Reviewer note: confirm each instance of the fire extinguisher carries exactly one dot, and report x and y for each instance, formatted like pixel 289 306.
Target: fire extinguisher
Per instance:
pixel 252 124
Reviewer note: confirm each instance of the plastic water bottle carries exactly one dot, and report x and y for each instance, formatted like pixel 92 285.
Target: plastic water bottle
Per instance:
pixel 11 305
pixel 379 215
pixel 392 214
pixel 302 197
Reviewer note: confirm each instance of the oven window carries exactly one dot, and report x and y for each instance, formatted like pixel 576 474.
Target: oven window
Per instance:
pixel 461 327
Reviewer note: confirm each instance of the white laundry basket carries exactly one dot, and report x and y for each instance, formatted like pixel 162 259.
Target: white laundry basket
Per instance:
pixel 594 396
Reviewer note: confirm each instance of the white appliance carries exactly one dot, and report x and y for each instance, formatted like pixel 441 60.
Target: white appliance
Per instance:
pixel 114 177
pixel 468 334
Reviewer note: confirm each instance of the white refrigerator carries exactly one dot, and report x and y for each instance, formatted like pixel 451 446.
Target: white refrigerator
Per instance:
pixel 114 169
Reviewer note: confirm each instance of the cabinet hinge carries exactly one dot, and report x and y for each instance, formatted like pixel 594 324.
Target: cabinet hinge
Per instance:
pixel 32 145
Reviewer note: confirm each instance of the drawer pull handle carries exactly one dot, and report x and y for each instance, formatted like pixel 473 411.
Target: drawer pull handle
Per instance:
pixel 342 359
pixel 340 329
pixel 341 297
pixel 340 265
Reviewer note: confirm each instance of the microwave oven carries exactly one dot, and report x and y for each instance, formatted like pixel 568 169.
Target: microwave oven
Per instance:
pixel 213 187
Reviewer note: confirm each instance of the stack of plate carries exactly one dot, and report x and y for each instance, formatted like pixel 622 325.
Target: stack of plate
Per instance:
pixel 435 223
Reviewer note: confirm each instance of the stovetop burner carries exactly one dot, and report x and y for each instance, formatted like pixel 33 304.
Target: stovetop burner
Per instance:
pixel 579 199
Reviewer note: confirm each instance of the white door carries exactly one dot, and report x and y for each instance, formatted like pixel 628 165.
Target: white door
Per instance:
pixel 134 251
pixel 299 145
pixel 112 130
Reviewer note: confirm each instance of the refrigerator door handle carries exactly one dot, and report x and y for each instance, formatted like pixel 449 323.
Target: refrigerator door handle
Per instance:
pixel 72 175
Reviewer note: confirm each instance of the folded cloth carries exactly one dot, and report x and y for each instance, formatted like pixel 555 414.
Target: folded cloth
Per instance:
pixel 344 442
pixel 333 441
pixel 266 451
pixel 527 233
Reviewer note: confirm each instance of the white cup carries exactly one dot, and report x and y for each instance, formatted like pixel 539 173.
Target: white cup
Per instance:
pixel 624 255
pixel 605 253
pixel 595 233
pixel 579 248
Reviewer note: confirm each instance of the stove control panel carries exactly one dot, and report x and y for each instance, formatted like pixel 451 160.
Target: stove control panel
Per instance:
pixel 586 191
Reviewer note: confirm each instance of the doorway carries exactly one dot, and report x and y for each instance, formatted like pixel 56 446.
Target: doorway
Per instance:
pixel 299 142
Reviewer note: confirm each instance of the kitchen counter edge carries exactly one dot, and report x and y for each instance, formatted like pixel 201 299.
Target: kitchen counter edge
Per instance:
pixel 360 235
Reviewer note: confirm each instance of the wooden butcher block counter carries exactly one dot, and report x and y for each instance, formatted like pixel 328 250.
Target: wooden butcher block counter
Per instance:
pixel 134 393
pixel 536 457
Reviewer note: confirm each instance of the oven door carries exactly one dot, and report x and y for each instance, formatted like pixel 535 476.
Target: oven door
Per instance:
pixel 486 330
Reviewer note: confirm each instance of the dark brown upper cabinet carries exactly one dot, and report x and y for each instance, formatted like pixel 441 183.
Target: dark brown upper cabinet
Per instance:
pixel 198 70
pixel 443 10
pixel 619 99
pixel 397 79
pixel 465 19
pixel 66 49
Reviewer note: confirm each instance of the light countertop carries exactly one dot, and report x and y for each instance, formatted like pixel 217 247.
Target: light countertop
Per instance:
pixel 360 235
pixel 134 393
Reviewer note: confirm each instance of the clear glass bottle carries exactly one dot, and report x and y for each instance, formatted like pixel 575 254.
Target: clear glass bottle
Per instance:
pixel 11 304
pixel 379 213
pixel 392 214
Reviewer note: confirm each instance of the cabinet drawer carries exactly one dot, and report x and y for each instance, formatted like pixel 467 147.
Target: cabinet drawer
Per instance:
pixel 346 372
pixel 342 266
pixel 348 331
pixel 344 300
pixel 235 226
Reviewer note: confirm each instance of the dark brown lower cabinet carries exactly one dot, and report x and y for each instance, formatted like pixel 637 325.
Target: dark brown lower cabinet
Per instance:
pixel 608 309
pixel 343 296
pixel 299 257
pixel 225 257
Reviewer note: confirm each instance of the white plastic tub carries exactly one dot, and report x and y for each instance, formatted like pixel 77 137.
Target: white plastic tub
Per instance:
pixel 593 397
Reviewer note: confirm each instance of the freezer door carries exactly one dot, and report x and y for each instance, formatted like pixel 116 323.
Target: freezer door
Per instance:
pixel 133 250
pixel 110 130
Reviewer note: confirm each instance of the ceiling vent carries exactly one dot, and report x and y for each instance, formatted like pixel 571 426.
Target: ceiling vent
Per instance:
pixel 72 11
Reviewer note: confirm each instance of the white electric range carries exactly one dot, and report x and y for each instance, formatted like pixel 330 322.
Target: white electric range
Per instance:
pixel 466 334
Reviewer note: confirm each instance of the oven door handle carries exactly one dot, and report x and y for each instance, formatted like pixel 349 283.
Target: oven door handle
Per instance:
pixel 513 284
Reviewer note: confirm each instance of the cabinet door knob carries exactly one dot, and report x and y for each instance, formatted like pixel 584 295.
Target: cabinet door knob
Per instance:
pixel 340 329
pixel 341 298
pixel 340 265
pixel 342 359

#####

» WORK REQUIRED
Edit every one of the records above so that "Reviewer note" becomes "Annotator note" each time it occurs. Change nothing else.

» FULL OUTPUT
Annotator note: confirm each instance of the fire extinguisher carries exactly one dot, and report x and y for each instance, formatted like pixel 289 306.
Target: fire extinguisher
Per instance:
pixel 252 124
Annotator note: confirm each instance of the plastic water bottle carries exactly one dot, and report x and y for each instance, formatted like pixel 92 285.
Target: plastic water bottle
Per instance:
pixel 11 305
pixel 379 215
pixel 392 214
pixel 302 197
Annotator note: confirm each instance of the oven window carries exactly one dot, and report x and y for each instance, formatted like pixel 576 474.
Target: oven window
Per instance:
pixel 461 327
Annotator note: confirm each instance of the white laundry basket carries exactly one dot, and report x and y for each instance, formatted like pixel 162 259.
Target: white laundry basket
Per instance:
pixel 594 396
Annotator note: confirm each instance of the white appliance carries exactly one dot, and report x and y for each instance, formatted like pixel 441 60.
Target: white appliance
Per instance:
pixel 114 177
pixel 468 334
Annotator note: confirm each instance of the white refrigerator carries exactly one dot, and report x and y for each instance, formatted like pixel 451 446.
Target: white refrigerator
Per instance:
pixel 114 169
Annotator note: confirm each instance of the cabinet hinge carries exactly one dot, and report x and y for each instance, formatted like pixel 594 324.
Target: cabinet hinge
Per instance:
pixel 32 145
Annotator note: confirm each instance of the drawer pull handle carries exactly one dot, and report x and y for each instance, formatted like pixel 473 411.
Target: drawer pull handle
Per instance:
pixel 342 359
pixel 340 329
pixel 341 297
pixel 340 265
Annotator note: confirm each instance of the microwave oven carries exactly one dot, and report x and y for each instance, formatted like pixel 568 169.
Target: microwave oven
Per instance:
pixel 213 187
Annotator note: confirm each instance of the stack of plate carries exactly one dot, and report x and y for each instance, formatted like pixel 622 325.
Target: stack of plate
Per instance:
pixel 435 223
Annotator note: confirm each instance of the stovetop burner carries exactly one dot, and report x and y for each instance, formatted like pixel 33 304.
Target: stovetop burner
Per instance:
pixel 579 199
Annotator note: confirm each instance of the white door carries exactly one dot, and report x and y for each instance, formatted like pixel 628 165.
Target: white door
Per instance:
pixel 134 251
pixel 299 145
pixel 112 130
Annotator note: confirm each instance of the refrigerator door handle carries exactly one dot, and report x and y for each instance, formatted like pixel 449 323.
Target: refrigerator door handle
Per instance:
pixel 72 175
Annotator note: confirm each instance of the folded cloth carries exactly one dot, and report x and y for each instance, formatted like pixel 555 414.
Target: folded cloth
Per instance:
pixel 344 442
pixel 333 441
pixel 266 451
pixel 527 233
Annotator note: confirm each instance of the white cup carries exactly one dot, and report x and y for each instance, formatted like pixel 539 173.
Target: white cup
Per instance:
pixel 624 255
pixel 605 253
pixel 595 233
pixel 579 248
Annotator note: confirm each instance of the stove control panel carries exactly one dot, and report x and y for each instance, formatted like pixel 451 160.
Target: stove control panel
Per instance:
pixel 586 191
Annotator note: confirm each instance of the doorway carries exactly one dot, and report x and y for each instance, formatted like pixel 56 446.
Target: doorway
Per instance:
pixel 299 142
Annotator note: confirm each instance of the kitchen counter edge carries exactly one dot, and report x and y for each instance, formatted like pixel 201 299.
Target: kitchen counter edge
Per instance:
pixel 360 235
Annotator note: confirm each instance of the wooden butcher block counter carries exactly one dot, and report x and y for each instance, formatted like pixel 328 250.
Target: wooden butcher block counter
Per instance:
pixel 134 393
pixel 536 457
Annotator note: confirm each instance of the oven door carries exactly one dot, and report x and y for each instance, formatted like pixel 535 476.
Target: oven door
Per instance:
pixel 486 330
Annotator note: confirm each instance of the dark brown upper cabinet carries exactly one dot, and report x and y for each instance, formatted like pixel 441 183.
Target: dark brown upper cabinet
Per instance:
pixel 198 70
pixel 443 10
pixel 619 99
pixel 397 79
pixel 465 19
pixel 66 49
Annotator note: confirm each instance of the light countertop carries exactly one dot, and report x and y for each instance, formatted like pixel 217 247.
Target: light countertop
Per instance:
pixel 360 235
pixel 134 393
Annotator note: confirm each instance of the clear glass bottle carries exactly one dot, and report x and y for each instance, formatted like pixel 575 254.
Target: clear glass bottle
Per instance:
pixel 11 304
pixel 379 213
pixel 392 214
Annotator note: confirm each instance of the cabinet drawer carries exactly one dot, and report x and y for each instance, formatted like pixel 467 147.
Target: cabinet drawer
Per instance:
pixel 346 372
pixel 342 266
pixel 348 331
pixel 344 300
pixel 235 226
Annotator note: confirm each instance of the dark brown lower cabinet carries exactly one dot, and report x and y for each instance, formatted like pixel 637 325.
Target: dark brown lower cabinet
Per instance:
pixel 608 309
pixel 343 296
pixel 299 257
pixel 225 257
Annotator note: confirm each instance of the white plastic tub carries exactly one dot, and report x and y for each instance, formatted like pixel 77 137.
Target: white plastic tub
Per instance:
pixel 593 397
Annotator note: confirm each instance of the freezer door carries exactly one dot, and report x and y for each instance, formatted like pixel 116 323.
Target: freezer door
Per instance:
pixel 133 250
pixel 110 130
Annotator note: confirm each instance of the ceiling vent carries exactly one dot, and report x and y for each instance, formatted like pixel 571 426.
Target: ceiling vent
Per instance:
pixel 72 11
Annotator note: confirm each instance of the white electric range carries exactly one dot, and report x and y for each instance, formatted like pixel 330 322.
Target: white electric range
Per instance:
pixel 466 334
Annotator note: confirm each instance of the oven door handle carries exactly one dot, and report x and y for each instance, formatted like pixel 349 283.
Target: oven door handle
Per instance:
pixel 513 284
Annotator note: confirm each instance of the cabinet door knob carries exactly one dot, and report x and y for each instance, formatted like pixel 584 295.
Target: cabinet door knob
Per instance:
pixel 340 329
pixel 341 298
pixel 340 265
pixel 342 359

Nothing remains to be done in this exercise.